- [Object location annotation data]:
>> BEGIN

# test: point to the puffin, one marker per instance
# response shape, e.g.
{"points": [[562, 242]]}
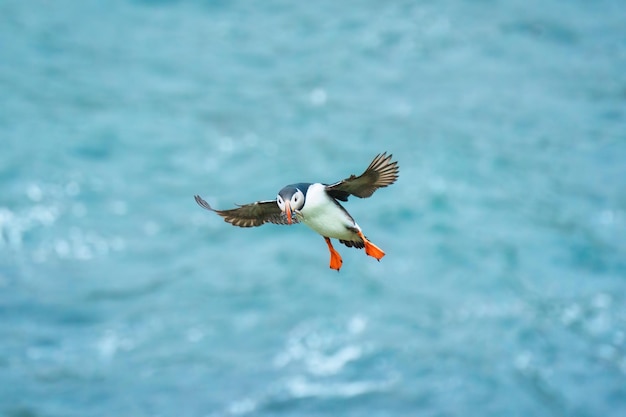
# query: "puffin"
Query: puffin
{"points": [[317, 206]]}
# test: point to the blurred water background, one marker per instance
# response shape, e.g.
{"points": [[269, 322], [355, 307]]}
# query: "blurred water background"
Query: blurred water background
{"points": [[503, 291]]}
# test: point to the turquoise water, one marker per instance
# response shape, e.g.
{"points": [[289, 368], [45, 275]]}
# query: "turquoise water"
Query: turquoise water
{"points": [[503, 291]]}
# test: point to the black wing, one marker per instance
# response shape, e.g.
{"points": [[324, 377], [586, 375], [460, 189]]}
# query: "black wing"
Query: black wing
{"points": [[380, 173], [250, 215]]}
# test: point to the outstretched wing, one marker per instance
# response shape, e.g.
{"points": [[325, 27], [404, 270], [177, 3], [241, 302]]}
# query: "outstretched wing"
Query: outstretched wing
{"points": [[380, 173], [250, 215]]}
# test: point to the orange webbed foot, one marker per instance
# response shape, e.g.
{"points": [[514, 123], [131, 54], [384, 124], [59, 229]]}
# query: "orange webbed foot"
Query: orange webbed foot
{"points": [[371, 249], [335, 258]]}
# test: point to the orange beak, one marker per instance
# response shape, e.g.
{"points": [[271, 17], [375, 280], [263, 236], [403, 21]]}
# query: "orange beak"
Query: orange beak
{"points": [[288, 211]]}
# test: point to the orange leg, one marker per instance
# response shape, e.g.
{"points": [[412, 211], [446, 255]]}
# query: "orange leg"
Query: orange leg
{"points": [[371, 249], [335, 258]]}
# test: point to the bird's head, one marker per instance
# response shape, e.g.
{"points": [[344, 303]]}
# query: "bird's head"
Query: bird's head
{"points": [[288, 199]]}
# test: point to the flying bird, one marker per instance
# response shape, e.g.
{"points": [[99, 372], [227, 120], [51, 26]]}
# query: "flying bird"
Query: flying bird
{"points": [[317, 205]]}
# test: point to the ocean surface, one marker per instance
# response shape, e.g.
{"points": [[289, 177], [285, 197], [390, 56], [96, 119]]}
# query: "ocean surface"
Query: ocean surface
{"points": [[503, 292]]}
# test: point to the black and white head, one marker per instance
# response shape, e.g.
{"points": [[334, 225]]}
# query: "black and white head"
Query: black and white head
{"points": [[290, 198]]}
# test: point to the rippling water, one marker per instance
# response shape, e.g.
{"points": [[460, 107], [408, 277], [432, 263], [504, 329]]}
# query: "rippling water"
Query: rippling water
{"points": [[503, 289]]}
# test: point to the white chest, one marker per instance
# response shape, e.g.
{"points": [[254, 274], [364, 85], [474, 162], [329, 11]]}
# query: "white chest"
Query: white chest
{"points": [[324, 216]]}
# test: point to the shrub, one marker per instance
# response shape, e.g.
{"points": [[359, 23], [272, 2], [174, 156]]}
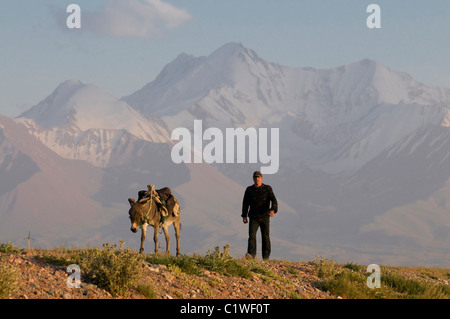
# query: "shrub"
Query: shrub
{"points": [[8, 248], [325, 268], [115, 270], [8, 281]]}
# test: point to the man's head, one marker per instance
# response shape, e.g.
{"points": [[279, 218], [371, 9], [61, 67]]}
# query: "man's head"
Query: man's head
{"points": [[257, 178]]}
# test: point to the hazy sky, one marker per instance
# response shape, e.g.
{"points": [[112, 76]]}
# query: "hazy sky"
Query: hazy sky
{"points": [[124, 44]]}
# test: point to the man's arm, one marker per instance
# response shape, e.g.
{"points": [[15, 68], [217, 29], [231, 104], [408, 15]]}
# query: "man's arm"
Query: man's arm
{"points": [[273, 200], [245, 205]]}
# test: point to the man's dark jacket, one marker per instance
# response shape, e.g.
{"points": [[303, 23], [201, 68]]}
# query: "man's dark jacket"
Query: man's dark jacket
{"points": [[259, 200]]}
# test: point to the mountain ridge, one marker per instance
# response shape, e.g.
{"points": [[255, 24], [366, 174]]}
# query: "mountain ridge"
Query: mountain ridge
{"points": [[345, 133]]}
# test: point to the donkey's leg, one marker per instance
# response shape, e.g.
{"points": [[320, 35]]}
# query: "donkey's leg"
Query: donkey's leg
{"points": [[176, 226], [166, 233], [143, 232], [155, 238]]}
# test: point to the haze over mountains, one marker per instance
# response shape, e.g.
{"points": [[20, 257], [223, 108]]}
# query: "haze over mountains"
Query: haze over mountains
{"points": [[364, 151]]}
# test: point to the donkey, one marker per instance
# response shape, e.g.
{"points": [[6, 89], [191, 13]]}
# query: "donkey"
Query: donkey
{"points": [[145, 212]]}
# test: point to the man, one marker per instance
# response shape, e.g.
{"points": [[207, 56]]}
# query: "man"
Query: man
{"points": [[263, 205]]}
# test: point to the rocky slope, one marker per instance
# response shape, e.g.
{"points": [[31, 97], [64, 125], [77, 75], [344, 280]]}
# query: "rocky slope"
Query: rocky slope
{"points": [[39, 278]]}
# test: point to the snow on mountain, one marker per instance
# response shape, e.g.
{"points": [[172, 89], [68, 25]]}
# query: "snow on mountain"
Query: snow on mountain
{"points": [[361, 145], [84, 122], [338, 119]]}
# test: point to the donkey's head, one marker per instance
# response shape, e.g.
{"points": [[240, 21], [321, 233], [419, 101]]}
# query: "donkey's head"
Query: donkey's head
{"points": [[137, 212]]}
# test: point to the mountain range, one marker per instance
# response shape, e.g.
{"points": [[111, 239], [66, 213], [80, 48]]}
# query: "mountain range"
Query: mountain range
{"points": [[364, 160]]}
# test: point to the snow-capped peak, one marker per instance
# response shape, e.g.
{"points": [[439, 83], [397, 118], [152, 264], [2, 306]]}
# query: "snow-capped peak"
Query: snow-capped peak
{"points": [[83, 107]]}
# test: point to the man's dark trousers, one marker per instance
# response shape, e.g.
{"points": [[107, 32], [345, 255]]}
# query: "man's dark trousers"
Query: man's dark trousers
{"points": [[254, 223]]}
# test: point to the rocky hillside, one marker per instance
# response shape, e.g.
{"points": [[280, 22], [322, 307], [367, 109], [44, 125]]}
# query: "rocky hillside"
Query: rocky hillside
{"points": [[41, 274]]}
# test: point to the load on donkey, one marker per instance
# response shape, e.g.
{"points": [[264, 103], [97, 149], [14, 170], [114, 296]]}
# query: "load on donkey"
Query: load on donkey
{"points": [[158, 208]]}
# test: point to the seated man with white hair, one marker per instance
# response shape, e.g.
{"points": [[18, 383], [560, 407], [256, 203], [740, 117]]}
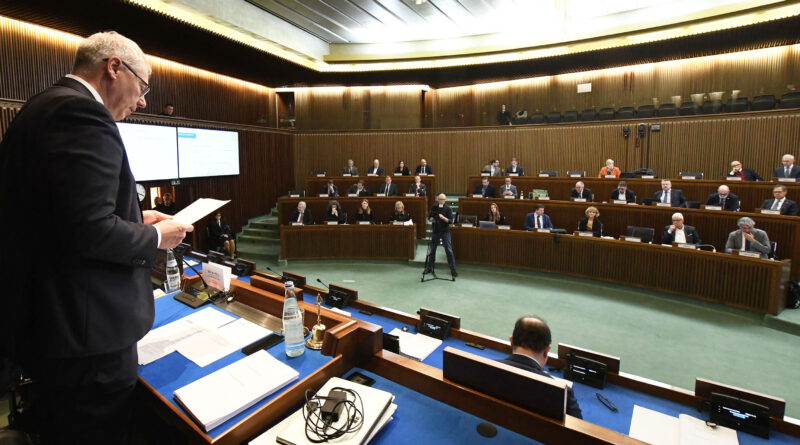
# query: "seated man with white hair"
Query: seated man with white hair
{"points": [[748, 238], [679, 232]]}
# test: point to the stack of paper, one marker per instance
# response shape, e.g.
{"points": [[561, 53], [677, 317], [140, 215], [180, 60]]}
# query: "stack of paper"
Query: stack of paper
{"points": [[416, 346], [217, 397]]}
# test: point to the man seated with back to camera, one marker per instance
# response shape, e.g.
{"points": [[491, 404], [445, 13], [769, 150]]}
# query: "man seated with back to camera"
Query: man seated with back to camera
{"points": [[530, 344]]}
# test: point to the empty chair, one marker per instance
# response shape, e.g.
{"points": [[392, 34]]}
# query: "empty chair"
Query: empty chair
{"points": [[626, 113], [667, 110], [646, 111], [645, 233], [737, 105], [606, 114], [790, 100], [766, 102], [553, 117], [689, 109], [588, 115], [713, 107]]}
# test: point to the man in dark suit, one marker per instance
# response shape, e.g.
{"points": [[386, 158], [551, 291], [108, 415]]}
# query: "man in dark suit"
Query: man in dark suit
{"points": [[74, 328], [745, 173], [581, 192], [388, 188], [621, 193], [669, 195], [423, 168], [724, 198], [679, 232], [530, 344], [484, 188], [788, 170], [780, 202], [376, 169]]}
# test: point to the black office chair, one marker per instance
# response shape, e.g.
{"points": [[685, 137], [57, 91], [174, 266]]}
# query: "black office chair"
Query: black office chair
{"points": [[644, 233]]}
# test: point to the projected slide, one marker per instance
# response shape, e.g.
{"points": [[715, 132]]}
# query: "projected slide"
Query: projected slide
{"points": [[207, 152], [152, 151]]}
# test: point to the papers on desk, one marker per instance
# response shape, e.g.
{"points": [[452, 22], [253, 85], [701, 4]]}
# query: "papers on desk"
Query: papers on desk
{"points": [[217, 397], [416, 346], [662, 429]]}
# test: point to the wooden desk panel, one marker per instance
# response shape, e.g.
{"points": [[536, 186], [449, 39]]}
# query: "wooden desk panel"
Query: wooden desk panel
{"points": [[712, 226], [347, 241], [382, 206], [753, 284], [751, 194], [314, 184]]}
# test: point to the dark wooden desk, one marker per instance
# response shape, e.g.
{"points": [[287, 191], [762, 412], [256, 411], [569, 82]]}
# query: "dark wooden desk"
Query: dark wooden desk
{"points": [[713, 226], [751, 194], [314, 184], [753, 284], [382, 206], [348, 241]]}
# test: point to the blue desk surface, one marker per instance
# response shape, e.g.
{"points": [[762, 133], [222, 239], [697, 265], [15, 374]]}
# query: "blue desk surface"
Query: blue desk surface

>> END

- [Do this]: Exactly and only the lines from the line containing "# test: point to the wooden" through the last line of the entries should be copied, both ends included.

- [Exercise result]:
# test: point to the wooden desk panel, one marker per instance
# response shape, e.g.
{"points": [[536, 186], [449, 39]]}
# query: "wooden desk panel"
Query: wooden desk panel
{"points": [[712, 226], [347, 241], [382, 206], [753, 284], [751, 194], [314, 184]]}
# test: point to the dark wooden desk, one marker per instance
# response shape, e.g.
{"points": [[287, 191], [762, 412], [256, 411], [569, 82]]}
# query: "dark wooden desk"
Query: dark wooden desk
{"points": [[713, 226], [751, 194], [314, 184], [753, 284], [382, 206], [348, 241]]}
# test: point to the blue desk surface, one marker per instance
# response shape, e.g.
{"points": [[762, 133], [222, 239], [697, 265], [15, 374]]}
# query: "blue desk surface"
Query: blue desk surface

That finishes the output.